→ DATASET ENTRIES
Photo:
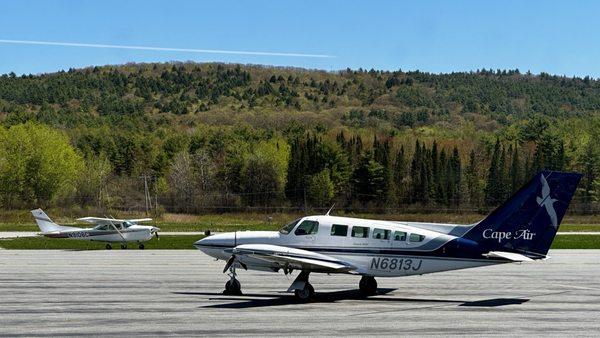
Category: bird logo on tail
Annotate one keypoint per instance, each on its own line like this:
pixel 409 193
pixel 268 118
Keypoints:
pixel 548 202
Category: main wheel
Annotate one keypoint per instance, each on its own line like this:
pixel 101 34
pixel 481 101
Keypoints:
pixel 368 286
pixel 233 287
pixel 306 293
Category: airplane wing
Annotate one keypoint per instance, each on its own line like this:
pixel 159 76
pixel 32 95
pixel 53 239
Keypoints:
pixel 293 258
pixel 101 220
pixel 511 256
pixel 139 220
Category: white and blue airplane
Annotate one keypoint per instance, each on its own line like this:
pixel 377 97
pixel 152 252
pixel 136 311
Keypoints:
pixel 522 229
pixel 108 230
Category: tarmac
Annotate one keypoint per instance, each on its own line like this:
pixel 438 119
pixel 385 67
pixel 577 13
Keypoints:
pixel 178 292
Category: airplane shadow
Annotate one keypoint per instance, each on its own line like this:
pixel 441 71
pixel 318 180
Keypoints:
pixel 257 300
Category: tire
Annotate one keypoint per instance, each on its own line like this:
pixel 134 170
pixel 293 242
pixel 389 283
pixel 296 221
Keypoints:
pixel 233 287
pixel 368 286
pixel 305 294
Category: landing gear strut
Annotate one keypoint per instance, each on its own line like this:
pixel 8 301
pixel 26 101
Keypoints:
pixel 368 286
pixel 303 290
pixel 233 286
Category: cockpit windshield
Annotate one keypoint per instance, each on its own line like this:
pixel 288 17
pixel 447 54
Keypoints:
pixel 286 229
pixel 103 227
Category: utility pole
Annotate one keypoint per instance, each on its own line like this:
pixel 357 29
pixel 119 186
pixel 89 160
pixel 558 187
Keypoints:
pixel 146 192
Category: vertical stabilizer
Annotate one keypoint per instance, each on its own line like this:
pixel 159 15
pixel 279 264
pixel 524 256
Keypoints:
pixel 44 222
pixel 528 221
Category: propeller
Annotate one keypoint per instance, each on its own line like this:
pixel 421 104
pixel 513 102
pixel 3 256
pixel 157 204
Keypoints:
pixel 155 232
pixel 287 270
pixel 232 259
pixel 230 262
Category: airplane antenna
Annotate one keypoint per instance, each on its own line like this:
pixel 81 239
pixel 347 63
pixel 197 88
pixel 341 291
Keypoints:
pixel 328 211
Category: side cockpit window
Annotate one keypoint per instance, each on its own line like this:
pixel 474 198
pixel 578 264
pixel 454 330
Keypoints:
pixel 416 238
pixel 381 234
pixel 307 228
pixel 286 229
pixel 400 236
pixel 339 230
pixel 360 232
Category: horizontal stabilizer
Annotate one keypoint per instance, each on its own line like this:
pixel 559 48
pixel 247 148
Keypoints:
pixel 511 256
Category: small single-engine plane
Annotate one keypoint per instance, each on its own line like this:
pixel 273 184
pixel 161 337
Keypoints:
pixel 522 229
pixel 107 230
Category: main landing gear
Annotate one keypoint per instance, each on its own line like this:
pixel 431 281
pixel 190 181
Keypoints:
pixel 368 286
pixel 233 286
pixel 303 290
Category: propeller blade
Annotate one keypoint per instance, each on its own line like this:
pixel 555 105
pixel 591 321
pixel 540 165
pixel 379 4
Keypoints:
pixel 229 263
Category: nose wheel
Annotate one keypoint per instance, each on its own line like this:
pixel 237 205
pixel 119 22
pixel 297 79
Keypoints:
pixel 368 286
pixel 303 290
pixel 305 294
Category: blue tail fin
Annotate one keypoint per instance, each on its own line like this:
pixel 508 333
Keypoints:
pixel 529 220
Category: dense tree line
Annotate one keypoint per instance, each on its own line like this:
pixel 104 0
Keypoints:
pixel 215 136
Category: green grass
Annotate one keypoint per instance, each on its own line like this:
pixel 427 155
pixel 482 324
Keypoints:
pixel 576 242
pixel 187 241
pixel 40 243
pixel 579 227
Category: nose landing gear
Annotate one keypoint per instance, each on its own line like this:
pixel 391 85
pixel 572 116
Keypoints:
pixel 233 287
pixel 303 290
pixel 368 286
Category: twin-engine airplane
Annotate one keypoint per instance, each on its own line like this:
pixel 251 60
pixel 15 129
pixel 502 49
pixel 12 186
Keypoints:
pixel 522 229
pixel 107 230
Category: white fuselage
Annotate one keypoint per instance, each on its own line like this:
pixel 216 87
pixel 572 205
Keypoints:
pixel 134 233
pixel 391 249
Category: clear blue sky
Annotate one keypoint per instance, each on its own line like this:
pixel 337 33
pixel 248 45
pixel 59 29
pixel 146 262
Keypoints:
pixel 558 37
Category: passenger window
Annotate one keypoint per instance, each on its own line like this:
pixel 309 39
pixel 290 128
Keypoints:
pixel 416 238
pixel 307 228
pixel 400 236
pixel 360 232
pixel 339 230
pixel 381 234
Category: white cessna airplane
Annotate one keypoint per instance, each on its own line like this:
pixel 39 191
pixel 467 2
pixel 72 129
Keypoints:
pixel 107 230
pixel 521 229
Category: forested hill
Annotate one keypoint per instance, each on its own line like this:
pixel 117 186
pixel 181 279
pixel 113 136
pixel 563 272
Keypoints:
pixel 225 94
pixel 232 136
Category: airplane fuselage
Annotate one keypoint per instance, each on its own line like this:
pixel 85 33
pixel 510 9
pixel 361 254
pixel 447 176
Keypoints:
pixel 135 233
pixel 375 248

→ WHAT YOU SHOULD DO
The exact lines from the beginning of the data through the one that contains "pixel 481 101" must be given again, both ends included, and pictures must be left out.

→ RESULT FOR THIS TASK
Photo:
Category: bird logo on tail
Annotate one keypoint per instance, each on its own line like this:
pixel 409 193
pixel 268 118
Keypoints:
pixel 548 202
Category: main wheel
Annotate one keypoint per instance, each on its own line like this:
pixel 101 34
pixel 481 101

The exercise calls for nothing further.